__What is expected__
Please quote every line of the data below word for word, with no changes.

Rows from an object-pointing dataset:
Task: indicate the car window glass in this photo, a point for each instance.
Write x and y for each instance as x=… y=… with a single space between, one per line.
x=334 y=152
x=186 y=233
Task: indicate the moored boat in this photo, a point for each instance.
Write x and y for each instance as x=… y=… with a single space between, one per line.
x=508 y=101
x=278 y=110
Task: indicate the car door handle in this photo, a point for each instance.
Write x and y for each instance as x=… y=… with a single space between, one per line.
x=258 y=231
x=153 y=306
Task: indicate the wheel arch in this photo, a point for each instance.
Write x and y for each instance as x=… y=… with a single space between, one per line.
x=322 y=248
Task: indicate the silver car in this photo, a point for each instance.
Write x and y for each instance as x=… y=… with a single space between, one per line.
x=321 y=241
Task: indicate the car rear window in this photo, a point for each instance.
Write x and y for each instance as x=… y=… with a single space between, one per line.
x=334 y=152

__Response to this exercise__
Task: indicate the car window glass in this photo, a point for each instance.
Write x and y for each instance as x=… y=… with a single space between, one per line.
x=334 y=152
x=186 y=233
Task: indicate the moored boat in this photo, a point for each instance.
Write x and y for each instance as x=… y=… with a single space between, one per line.
x=508 y=101
x=278 y=110
Task: indicate the car door handle in this photo, a point for each instance.
Write x and y for each instance as x=… y=… with a single space between, one per line.
x=258 y=231
x=153 y=306
Task: indicate the wheel arch in this photo, a point for each instance.
Write x and y for each instance as x=… y=… with a single space between, one per line.
x=322 y=248
Task: indicate the silver car in this photo, a point for each instance.
Write x and y for each instance as x=… y=… with a single space between, one per line.
x=321 y=241
Task: indicate the car rear window in this photo, a point for each instance.
Write x and y for each instance as x=… y=… with a single space between, one per line.
x=334 y=152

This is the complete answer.